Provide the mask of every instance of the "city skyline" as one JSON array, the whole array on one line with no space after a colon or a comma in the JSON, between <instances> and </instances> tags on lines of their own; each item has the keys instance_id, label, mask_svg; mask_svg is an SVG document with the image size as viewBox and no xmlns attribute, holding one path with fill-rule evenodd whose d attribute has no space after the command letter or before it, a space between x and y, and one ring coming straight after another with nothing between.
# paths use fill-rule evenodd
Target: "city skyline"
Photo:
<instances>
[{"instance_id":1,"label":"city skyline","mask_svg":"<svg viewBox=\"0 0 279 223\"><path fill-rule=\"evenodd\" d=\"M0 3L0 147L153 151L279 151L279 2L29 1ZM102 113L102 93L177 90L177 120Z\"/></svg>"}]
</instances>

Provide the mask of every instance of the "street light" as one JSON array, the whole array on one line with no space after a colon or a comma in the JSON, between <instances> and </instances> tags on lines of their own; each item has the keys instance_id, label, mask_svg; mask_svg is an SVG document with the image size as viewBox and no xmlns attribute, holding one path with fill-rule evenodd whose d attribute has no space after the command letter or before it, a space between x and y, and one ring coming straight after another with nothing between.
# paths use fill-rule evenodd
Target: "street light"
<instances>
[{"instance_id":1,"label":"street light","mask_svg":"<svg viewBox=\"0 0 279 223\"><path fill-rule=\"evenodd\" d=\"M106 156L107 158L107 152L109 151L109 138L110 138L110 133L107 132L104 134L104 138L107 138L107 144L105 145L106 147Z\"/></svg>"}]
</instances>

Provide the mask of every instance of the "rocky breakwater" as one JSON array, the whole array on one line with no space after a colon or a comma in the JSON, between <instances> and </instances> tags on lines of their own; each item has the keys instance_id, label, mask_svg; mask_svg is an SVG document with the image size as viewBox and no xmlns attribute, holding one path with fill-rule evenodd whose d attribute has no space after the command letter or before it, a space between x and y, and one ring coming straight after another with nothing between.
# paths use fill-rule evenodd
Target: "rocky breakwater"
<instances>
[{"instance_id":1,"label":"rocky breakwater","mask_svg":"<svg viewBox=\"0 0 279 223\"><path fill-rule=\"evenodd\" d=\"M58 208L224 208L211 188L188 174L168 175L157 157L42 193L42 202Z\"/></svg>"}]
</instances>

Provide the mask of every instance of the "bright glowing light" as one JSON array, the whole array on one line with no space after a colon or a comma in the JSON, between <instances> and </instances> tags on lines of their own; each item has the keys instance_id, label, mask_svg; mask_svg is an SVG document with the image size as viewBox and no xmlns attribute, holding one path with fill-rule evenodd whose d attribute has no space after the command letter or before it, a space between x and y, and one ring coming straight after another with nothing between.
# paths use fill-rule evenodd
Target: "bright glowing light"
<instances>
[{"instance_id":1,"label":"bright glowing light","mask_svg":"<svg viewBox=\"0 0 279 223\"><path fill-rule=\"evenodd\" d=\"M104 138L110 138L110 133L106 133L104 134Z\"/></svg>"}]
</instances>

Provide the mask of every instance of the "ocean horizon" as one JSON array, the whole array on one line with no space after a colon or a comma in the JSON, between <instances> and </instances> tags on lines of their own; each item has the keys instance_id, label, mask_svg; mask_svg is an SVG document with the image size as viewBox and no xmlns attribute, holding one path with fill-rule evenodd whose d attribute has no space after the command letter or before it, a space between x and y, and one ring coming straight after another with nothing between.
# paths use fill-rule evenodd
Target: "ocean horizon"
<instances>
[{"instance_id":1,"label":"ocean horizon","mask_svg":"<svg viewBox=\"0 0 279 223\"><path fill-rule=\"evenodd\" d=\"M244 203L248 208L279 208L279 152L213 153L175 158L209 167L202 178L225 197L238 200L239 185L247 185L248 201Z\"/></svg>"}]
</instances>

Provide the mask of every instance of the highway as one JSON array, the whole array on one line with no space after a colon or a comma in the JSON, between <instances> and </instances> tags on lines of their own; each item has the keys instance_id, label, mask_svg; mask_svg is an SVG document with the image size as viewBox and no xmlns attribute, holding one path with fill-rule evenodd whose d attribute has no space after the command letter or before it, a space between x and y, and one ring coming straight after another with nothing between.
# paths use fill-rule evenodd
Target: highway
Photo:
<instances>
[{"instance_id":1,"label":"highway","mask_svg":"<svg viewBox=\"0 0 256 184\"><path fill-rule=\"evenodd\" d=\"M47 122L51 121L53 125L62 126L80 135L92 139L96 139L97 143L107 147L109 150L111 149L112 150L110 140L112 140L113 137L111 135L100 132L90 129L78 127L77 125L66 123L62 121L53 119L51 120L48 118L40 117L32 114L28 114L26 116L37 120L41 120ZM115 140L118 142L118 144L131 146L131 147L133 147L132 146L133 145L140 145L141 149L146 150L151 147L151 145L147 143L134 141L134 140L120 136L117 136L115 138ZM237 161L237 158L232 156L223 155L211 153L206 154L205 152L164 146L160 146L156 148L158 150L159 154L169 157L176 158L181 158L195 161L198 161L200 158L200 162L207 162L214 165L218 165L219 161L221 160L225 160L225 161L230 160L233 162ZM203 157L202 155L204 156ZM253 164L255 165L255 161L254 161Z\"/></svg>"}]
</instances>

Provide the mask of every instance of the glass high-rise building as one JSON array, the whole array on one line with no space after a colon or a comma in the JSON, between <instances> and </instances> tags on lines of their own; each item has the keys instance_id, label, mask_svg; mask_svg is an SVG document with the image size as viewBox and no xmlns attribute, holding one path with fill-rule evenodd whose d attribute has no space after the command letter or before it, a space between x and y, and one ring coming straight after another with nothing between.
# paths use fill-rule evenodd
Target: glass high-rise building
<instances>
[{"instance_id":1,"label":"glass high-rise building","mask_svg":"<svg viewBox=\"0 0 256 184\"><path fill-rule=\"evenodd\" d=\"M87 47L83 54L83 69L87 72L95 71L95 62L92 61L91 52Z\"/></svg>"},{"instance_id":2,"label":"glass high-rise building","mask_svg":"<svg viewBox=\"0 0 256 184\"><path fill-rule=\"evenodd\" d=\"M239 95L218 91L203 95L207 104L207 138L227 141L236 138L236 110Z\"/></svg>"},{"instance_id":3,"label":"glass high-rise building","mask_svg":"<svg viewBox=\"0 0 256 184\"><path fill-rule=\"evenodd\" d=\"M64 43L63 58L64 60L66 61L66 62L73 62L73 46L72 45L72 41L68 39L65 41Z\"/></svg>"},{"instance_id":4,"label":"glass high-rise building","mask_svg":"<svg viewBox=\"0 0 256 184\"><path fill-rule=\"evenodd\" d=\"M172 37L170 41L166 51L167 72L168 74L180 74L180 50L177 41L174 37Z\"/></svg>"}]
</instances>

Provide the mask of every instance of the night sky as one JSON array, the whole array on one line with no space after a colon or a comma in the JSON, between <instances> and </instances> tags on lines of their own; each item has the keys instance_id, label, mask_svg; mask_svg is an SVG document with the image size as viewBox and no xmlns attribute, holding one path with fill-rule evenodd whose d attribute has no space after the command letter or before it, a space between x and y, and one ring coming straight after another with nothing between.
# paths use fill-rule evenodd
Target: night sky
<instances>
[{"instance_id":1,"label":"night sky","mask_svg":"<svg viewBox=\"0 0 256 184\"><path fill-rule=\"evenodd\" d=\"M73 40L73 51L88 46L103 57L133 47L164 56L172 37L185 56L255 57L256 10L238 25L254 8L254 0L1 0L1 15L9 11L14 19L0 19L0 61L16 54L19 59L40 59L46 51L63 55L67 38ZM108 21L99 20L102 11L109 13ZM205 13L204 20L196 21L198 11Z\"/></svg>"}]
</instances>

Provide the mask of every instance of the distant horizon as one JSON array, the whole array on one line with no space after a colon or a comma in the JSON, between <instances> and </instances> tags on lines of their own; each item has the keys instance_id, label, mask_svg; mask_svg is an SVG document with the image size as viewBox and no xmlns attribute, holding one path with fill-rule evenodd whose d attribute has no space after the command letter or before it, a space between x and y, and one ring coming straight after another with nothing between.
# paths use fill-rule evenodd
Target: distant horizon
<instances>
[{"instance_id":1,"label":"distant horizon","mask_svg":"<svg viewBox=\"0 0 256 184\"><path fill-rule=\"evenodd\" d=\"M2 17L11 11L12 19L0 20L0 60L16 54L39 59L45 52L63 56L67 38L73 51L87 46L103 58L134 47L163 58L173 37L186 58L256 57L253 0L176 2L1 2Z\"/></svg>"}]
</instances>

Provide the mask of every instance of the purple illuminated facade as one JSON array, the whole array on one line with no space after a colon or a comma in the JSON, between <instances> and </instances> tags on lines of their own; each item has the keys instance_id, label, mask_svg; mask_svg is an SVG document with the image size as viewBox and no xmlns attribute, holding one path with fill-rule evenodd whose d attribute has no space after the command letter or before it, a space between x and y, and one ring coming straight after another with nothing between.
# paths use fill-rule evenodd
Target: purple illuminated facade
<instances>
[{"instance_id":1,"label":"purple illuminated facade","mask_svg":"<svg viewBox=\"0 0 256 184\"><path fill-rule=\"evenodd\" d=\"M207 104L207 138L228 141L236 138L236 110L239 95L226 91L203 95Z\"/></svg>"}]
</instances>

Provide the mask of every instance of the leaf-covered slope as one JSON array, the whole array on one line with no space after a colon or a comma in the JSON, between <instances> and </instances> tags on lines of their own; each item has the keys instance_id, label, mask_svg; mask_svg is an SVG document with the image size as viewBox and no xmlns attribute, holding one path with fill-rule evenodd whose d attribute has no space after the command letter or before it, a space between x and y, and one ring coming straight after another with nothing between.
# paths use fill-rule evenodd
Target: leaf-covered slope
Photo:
━━━━━━━━━━━━━━━━━━━━━━━━━━━━━━
Что требуется: Верните из листинга выше каждую строку, в которой встречается строка «city».

Ответ на задание:
Provide the mask of every instance of the "city skyline" as one JSON array, the whole array on one line with no space after a colon or a comma in the JSON, between <instances> and </instances> tags on lines of their own; each item has the keys instance_id, label, mask_svg; mask_svg is an SVG document with the image size as viewBox and no xmlns attribute, holding one path with fill-rule evenodd whose d attribute has no space after the command letter or before it, a space between x and y, and one ring coming straight after another with nothing between.
Target: "city skyline"
[{"instance_id":1,"label":"city skyline","mask_svg":"<svg viewBox=\"0 0 279 223\"><path fill-rule=\"evenodd\" d=\"M0 3L0 147L153 151L279 151L279 2L29 1ZM102 113L102 93L177 90L177 120Z\"/></svg>"}]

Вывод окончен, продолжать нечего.